Given problem ▸
Put every line of the entries below into a numbered list, leaving out any blank lines.

Record list ▸
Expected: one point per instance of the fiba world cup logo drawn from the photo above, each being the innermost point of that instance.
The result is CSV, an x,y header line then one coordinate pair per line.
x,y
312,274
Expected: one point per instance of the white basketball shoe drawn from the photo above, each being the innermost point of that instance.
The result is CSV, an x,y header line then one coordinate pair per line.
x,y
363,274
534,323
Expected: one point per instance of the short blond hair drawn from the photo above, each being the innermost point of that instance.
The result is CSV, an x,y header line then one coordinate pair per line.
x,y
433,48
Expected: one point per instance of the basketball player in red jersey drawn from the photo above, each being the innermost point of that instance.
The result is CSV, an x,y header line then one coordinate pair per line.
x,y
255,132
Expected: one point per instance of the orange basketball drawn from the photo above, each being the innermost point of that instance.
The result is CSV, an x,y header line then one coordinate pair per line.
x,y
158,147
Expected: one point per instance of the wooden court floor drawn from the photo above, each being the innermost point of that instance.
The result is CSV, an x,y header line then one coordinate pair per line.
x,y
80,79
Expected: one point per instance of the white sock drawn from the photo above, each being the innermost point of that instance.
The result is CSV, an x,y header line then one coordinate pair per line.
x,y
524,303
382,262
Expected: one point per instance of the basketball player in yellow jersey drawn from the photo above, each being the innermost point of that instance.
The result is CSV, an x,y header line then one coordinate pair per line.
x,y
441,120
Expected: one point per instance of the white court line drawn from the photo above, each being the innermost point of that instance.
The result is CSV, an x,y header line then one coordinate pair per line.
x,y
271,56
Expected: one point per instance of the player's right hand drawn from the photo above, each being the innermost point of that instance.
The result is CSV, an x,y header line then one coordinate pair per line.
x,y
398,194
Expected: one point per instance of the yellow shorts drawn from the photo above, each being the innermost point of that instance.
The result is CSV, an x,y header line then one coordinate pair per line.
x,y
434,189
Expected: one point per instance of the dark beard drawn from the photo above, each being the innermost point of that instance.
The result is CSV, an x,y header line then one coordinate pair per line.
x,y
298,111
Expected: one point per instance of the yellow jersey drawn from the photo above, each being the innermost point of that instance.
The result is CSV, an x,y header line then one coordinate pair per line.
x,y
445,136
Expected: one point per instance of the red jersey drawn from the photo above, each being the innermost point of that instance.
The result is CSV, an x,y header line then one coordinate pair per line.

The solution ▸
1. Expected: one point per instance of the fiba world cup logo drawn from the photo above, each being the innermost point of that instance.
2. The result is CSV, an x,y header line then one coordinate pair per line.
3. x,y
4. 312,274
5. Expected: one point per instance of the white basketball shoe drawn from the photo above, each being the innermost point of that instance.
6. The result is CSV, an x,y header line then one coordinate pair per line.
7. x,y
8. 363,274
9. 534,323
10. Expected: one point per instance of the short blond hair drawn from the photo above, each being the innermost point of that instance.
11. The result is CSV, an x,y header line then one coordinate pair per line.
12. x,y
13. 433,48
14. Expected: one point per instance of the basketball player in red jersey drawn from the photo above, each being the innermost point of that instance.
15. The result is CSV, an x,y header line then one coordinate pair per line.
16. x,y
17. 255,132
18. Expected: one point per instance of the orange basketball drawn from the photo above, each being the innermost point of that instance.
19. The result is CSV, an x,y header line then one coordinate pair per line.
20. x,y
21. 158,147
22. Expected: one point per instance of the wooden court floor drawn from the photo above, each being the innermost point of that instance.
23. The result is CSV, an x,y header line then one coordinate pair per line.
24. x,y
25. 80,79
26. Expected: one point per instance of the white sock drawn from the photo above, each being the innermost point of that instance.
27. The result is CSV, an x,y header line then one coordinate pair per line.
28. x,y
29. 524,303
30. 382,262
31. Expected: one point per instance of the basketball player in yellow jersey drawn from the photo above, each being the innermost point of that instance.
32. The result is CSV, an x,y header line then one coordinate pair per line.
33. x,y
34. 441,120
35. Expected: one point per instance of the white court line drawn from the photo above, each being the innermost point of that instance.
36. The result is CSV, an x,y header line then one coordinate pair per line.
37. x,y
38. 271,56
39. Expected: one point per instance of the player's right hand drawn from the photo above, each being the innermost point of that instance.
40. The result is CSV, an x,y header line then one coordinate pair per line.
41. x,y
42. 398,194
43. Expected: one point per instance of the yellow shorts drawn from the photo above, each being the innermost point of that instance.
44. The result is CSV, an x,y header line then one coordinate pair per line.
45. x,y
46. 434,189
47. Expected: one point per instance of the dark beard drawn from the photo above, each being the innermost point of that instance.
48. The result is CSV, an x,y header line then one coordinate pair per line.
49. x,y
50. 298,111
51. Expected: one point per instance of the yellow jersey drawn from the photo above, each being the innermost point of that instance.
52. The result is CSV, an x,y header line then one coordinate pair per line.
53. x,y
54. 445,136
55. Expected: one point per instance of the red jersey drawn from the photo above, each being the innermost point of that instance.
56. The result is CSV, an x,y header line then one coordinate pair per line.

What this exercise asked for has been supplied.